Start RECORDS FOR THIS EXERCISE

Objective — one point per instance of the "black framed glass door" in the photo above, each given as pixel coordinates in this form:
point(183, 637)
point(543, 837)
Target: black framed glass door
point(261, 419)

End RECORDS FOR THIS EXERCISE

■ PROBLEM STATEMENT
Quote every line of the item above word for word, with no changes.

■ ANSWER FOR THE TASK
Objective — one point per instance of the "black framed glass door" in the photo above, each given as pixel coordinates in this form:
point(183, 637)
point(543, 837)
Target: black framed glass door
point(261, 419)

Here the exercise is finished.